▶ [Data provided]:
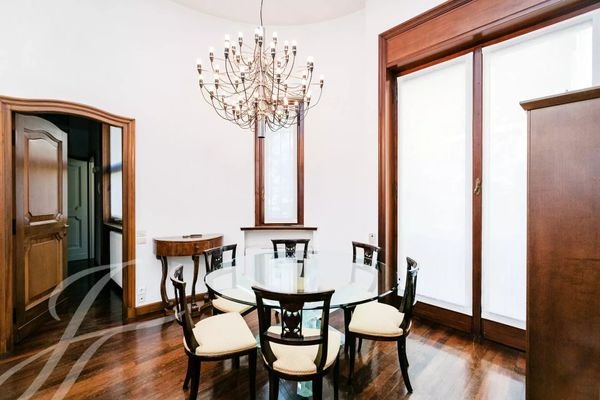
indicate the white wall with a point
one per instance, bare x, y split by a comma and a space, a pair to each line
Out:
194, 172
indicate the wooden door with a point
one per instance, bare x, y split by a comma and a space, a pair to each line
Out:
40, 218
78, 210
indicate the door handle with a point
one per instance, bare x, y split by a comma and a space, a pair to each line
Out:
477, 189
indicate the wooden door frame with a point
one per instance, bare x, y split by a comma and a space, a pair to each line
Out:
9, 106
452, 28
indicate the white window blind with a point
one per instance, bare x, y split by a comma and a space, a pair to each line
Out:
434, 181
281, 176
546, 62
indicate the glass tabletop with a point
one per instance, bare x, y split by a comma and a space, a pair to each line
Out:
354, 282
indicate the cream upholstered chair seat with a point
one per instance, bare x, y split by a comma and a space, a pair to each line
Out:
224, 305
300, 360
222, 334
376, 319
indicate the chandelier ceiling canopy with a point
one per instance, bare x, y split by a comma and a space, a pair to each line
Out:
259, 86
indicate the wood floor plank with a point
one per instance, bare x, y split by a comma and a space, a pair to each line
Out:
150, 364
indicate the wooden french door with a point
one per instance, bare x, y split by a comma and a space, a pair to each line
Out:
40, 157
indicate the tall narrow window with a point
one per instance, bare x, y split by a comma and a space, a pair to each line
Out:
280, 160
546, 62
116, 174
434, 181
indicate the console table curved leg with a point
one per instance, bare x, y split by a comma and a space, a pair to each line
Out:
167, 304
196, 267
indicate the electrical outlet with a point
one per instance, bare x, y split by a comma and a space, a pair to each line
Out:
141, 295
372, 238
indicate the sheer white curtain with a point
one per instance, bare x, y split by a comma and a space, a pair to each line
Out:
434, 181
546, 62
281, 176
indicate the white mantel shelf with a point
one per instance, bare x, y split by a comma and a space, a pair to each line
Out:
257, 239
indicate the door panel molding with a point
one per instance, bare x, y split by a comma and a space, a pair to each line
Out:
9, 106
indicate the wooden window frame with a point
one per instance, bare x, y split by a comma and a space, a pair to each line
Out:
259, 179
451, 29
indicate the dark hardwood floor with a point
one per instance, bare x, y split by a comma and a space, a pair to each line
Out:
149, 363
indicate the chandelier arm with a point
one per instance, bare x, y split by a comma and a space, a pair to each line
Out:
222, 88
314, 103
292, 67
272, 80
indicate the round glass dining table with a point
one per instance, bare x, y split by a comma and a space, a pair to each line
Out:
354, 282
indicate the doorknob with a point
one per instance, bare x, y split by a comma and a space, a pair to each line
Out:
477, 189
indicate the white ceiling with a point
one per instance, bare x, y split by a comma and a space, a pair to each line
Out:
276, 12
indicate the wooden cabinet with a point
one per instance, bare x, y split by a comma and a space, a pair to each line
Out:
563, 249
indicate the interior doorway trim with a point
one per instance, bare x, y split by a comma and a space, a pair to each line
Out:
8, 106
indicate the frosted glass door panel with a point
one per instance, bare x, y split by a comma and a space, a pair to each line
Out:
281, 176
116, 173
434, 181
546, 62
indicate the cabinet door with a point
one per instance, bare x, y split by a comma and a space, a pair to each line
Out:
564, 252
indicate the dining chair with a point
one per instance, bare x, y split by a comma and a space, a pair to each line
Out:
213, 259
290, 246
370, 252
213, 338
290, 350
382, 322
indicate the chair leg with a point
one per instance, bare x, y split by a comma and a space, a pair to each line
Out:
318, 388
347, 317
195, 378
352, 356
273, 386
336, 379
252, 373
404, 362
188, 374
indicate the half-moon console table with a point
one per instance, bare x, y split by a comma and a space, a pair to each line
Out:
183, 246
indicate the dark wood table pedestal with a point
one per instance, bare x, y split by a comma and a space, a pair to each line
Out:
183, 246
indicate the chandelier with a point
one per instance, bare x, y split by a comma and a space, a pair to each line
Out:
258, 85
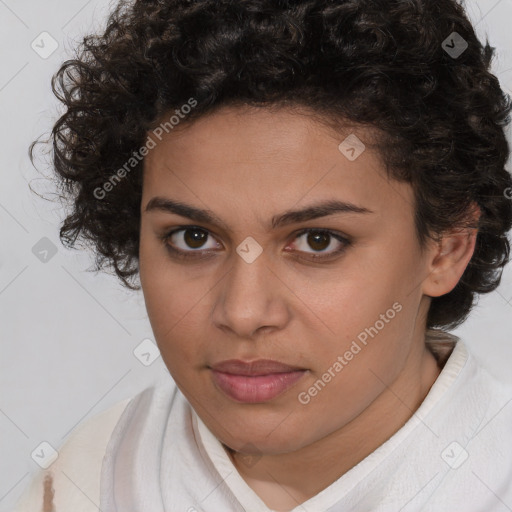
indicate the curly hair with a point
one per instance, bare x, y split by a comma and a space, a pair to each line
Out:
440, 117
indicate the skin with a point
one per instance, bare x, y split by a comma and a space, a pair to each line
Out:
246, 166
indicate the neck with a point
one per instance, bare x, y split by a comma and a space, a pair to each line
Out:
304, 473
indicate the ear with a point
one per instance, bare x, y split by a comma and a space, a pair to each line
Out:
451, 256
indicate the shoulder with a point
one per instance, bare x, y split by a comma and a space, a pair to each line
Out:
72, 482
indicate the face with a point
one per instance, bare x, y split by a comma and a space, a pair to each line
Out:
334, 294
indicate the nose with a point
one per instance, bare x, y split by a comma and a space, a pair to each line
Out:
251, 299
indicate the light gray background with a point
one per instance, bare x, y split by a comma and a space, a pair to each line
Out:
68, 335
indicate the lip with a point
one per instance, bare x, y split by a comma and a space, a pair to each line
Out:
255, 381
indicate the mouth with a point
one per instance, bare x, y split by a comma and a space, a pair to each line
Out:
255, 382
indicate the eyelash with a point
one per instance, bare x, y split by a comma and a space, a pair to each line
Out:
198, 254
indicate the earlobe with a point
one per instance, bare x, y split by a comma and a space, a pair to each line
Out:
451, 257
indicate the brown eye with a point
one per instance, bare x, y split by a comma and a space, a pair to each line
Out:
320, 241
194, 238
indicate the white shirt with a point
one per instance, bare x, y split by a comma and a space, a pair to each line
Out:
152, 453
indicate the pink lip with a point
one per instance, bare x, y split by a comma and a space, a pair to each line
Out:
257, 381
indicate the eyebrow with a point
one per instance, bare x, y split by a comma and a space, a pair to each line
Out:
315, 211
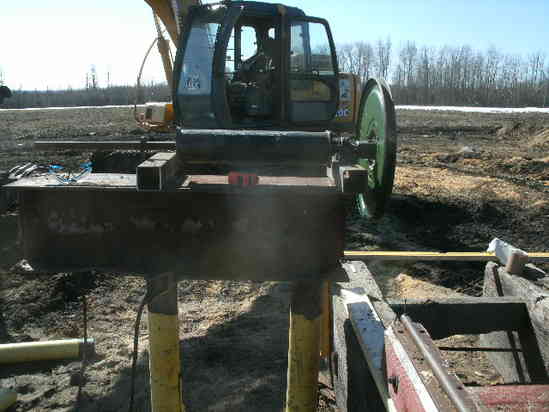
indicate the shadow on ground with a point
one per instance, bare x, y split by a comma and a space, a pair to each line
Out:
239, 365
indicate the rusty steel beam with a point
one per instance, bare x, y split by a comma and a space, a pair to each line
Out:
202, 231
104, 145
451, 385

▶ [What to produce]: Render the lines from the one containing "indicate the white shirt with a point" through the last line above as a Markdown table with a Row column for the row number and a Line column for each line. Leave out blank lines and any pictures.

▶ [Response for this exercise]:
| Row | Line |
|---|---|
| 1 | indicate the white shirt with a point |
| 2 | one per instance, bare x, y split by a comma and a space, a pair to each line |
| 3 | Out: |
| 4 | 152, 453 |
| 5 | indicate the pink lip with a point |
| 6 | one per instance, bare x, y split by a comma and a space, a pair to each line |
| 7 | Out: |
| 8 | 257, 381 |
| 9 | indicate the eyebrow with a point |
| 10 | one per instance, bare x, y split by a comma and a space, a pair to each line |
| 11 | Out: |
| 12 | 315, 211 |
| 13 | indicate the shadow on ground with a point |
| 14 | one per instance, bare x, y split by a comma and a space, a pair to each line |
| 15 | Out: |
| 16 | 239, 365 |
| 17 | indicate the rusty steel beam with a point |
| 18 | one per instance, bare x, y split by a comma and a space, a pair to each line |
| 19 | Out: |
| 20 | 202, 231 |
| 21 | 104, 145 |
| 22 | 451, 385 |